==== Records to use

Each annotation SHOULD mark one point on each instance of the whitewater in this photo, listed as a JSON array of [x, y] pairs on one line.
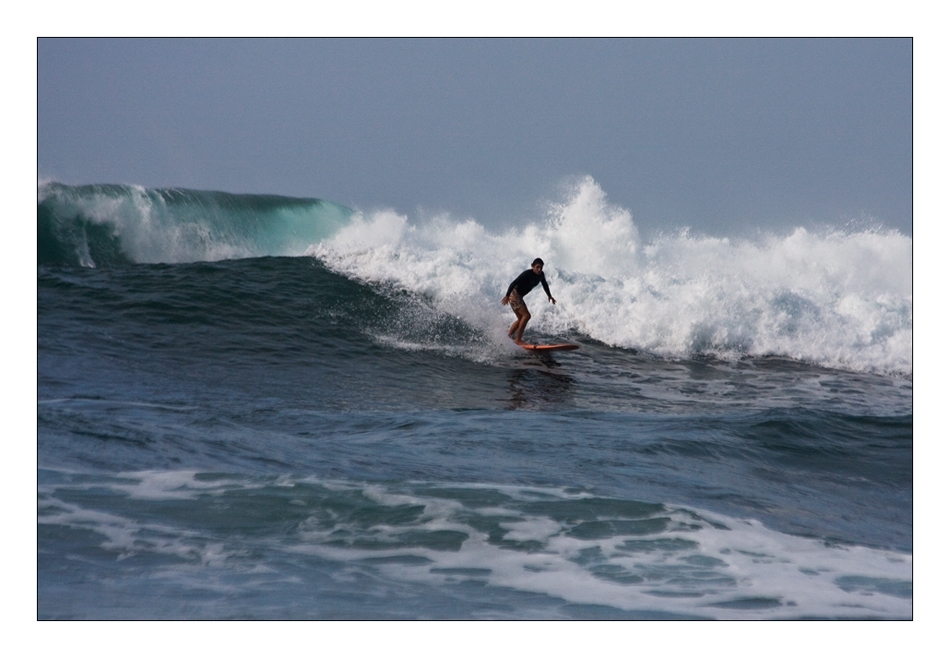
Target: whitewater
[[837, 298], [261, 407]]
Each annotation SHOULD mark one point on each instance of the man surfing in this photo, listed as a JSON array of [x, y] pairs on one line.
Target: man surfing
[[520, 287]]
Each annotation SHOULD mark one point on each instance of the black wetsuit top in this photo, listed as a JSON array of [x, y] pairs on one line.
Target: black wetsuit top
[[527, 281]]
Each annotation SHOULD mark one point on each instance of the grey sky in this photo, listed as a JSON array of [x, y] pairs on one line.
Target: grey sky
[[722, 135]]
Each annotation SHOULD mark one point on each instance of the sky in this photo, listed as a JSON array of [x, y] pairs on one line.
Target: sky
[[720, 135]]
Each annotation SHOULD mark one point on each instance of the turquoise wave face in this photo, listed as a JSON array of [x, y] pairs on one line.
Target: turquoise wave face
[[104, 225]]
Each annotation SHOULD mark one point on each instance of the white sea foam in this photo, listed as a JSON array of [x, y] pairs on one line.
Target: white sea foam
[[835, 298]]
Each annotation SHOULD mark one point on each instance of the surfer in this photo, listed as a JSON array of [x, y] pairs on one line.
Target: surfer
[[520, 287]]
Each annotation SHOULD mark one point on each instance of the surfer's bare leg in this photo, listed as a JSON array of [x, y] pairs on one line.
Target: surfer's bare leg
[[520, 324]]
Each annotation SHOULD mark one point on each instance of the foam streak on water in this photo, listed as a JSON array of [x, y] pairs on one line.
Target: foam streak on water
[[571, 554]]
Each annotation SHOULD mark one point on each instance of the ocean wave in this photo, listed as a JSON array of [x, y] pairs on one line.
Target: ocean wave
[[105, 225], [842, 299]]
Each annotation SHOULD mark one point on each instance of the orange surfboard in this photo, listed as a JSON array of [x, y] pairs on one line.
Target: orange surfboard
[[550, 348]]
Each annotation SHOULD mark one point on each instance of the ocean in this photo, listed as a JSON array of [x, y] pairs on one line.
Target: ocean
[[261, 407]]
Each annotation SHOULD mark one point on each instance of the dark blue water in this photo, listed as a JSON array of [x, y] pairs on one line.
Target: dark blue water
[[265, 438]]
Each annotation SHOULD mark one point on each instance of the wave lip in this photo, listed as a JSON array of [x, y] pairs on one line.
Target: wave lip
[[103, 225], [841, 299]]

========

Task description: Please arrange the entries above as a numbered list, starting at the line with "the man surfing" and continuing up to and including the line with "[[722, 135]]". Omit any blank lines.

Reply:
1. Each annotation SHOULD mark one point on each instance of the man surfing in this photo, listed as a JSON array of [x, y] pairs on one line.
2. Target: man surfing
3. [[520, 287]]
4. Each annotation SHOULD mark one point on each instance of the black wetsuit top in this photo, listed as a JSON array of [x, y] pairs on one line.
5. Target: black wetsuit top
6. [[527, 281]]
7. Each annotation SHOULD mark one point on each instance of the grey sky in this photo, listed as a JSON array of [x, y] pairs on one line.
8. Target: grey sky
9. [[722, 135]]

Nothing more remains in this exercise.